GC Global Holdings, Inc.
Genca Corporation
General Cable Canada, Ltd.
General Cable Company
General Cable Industries, Inc.
General Cable Industries LLC
General Cable Management LLC
General Cable Overseas Holdings, LLC
General Cable Technologies Corporation
General Cable Texas Operations L.P.
GK Technologies, Incorporated
Marathon Manufacturing Holdings, Inc.
Marathon Steel Company
MLTC Company
PD Wire & Cable Sales Corporation
Phelps Dodge Enfield Corporation
Phelps Dodge International Corporation
Phelps Dodge National Cables Corporation
Ladies and Gentlemen:
     We have acted as special counsel to General Cable Corporation, a Delaware corporation (the “Company”), Diversified Contractors, Inc., a Delaware corporation, GC Global Holdings, Inc., a Delaware corporation, Genca Corporation, a Delaware corporation, General Cable Canada, Ltd., an entity organized under the laws of Canada, General Cable Company, an entity organized under the laws of Canada, General Cable Industries, Inc., a Delaware corporation, General Cable Industries LLC, a Delaware limited liability company, General Cable Management LLC, a Delaware limited liability company, General Cable Overseas Holdings, LLC, a Delaware limited liability company, General Cable Technologies Corporation, a Delaware corporation, General Cable Texas Operations L.P., a Delaware limited partnership, GK Technologies, Incorporated, a New Jersey corporation, Marathon Manufacturing Holdings, Inc., a Delaware corporation, Marathon Steel Company, an Arizona corporation, MLTC Company, a Delaware corporation, PD Wire & Cable Sales Corporation, a Delaware corporation, Phelps Dodge Enfield Corporation, a Delaware corporation, Phelps Dodge International Corporation, a Delaware corporation and Phelps Dodge National Cables Corporation, a Delaware corporation

 


 

(collectively, the “Guarantors”), in connection with the preparation and filing with the Securities and Exchange Commission pursuant to the Securities Act of 1933, as amended, of a Registration Statement on Form S-3 (the “Registration Statement”) relating to the offer and sale from time to time by certain securityholders listed in the Registration Statement of $475,000,000 in aggregate principal amount of (a) 1% Senior Convertible Notes due 2015 (the “Notes”) and (b) the underlying common stock of the Company, par value $.01 per share (the “Common Stock”), issuable upon conversion of the Notes, and (c) the related joint and several guarantees given by the Guarantors in connection with the issuance of the Notes (the “Guarantees”). The Notes were issued and the Guarantees were given under an Indenture dated as of October 2, 2007, by and among the Company, the Guarantors and U.S. Bank, National Association, as Trustee (the “Indenture”). Capitalized terms defined in the Registration Statement and not otherwise defined herein are used herein as so defined.

**EXERCISE 1**
In the counsel's letter, under what agreement were the Notes issued, and what is that agreement's date?
**EXERCISE 2**
Resume the counsel's letter on the Form S-3 Registration Statement, picking up right after its final sentence.

**DATASET SECTION**
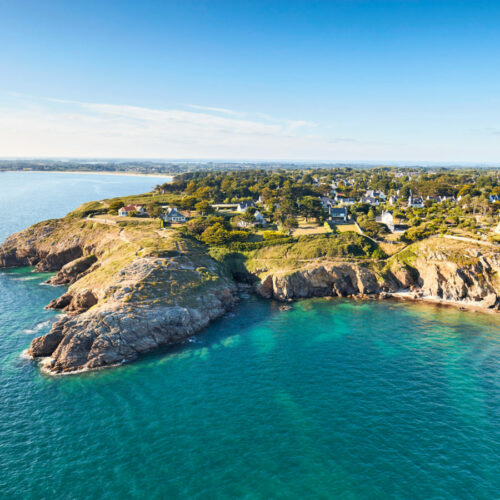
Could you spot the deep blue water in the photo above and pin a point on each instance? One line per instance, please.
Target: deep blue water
(332, 399)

**RESPONSE 1**
An Indenture dated as of October 2, 2007, among the Company, the Guarantors and U.S. Bank, National Association, as Trustee.

**RESPONSE 2**
     We have examined originals or copies, certified or otherwise identified to our satisfaction, of the Indenture, the forms of the Note and Guarantee attached as exhibits to the Indenture and such corporate records, agreements, documents and other instruments, and such certificates or comparable documents of public officials and of officers and representatives of the Company and the Guarantors, and have made such inquiries of such officers and representatives as we have deemed relevant and necessary as the basis for the opinions hereinafter set forth.
     In such examination, we have assumed the genuineness of all signatures, the legal capacity of natural persons, the authenticity of all documents submitted to us as originals, the conformity to original documents of documents submitted to us as certified or photostatic copies and the authenticity of the originals of such latter documents. As to all questions of fact material to this opinion that have not been independently established, we have relied upon representations, certificates or comparable documents of officers and representatives of the Company and the Guarantors.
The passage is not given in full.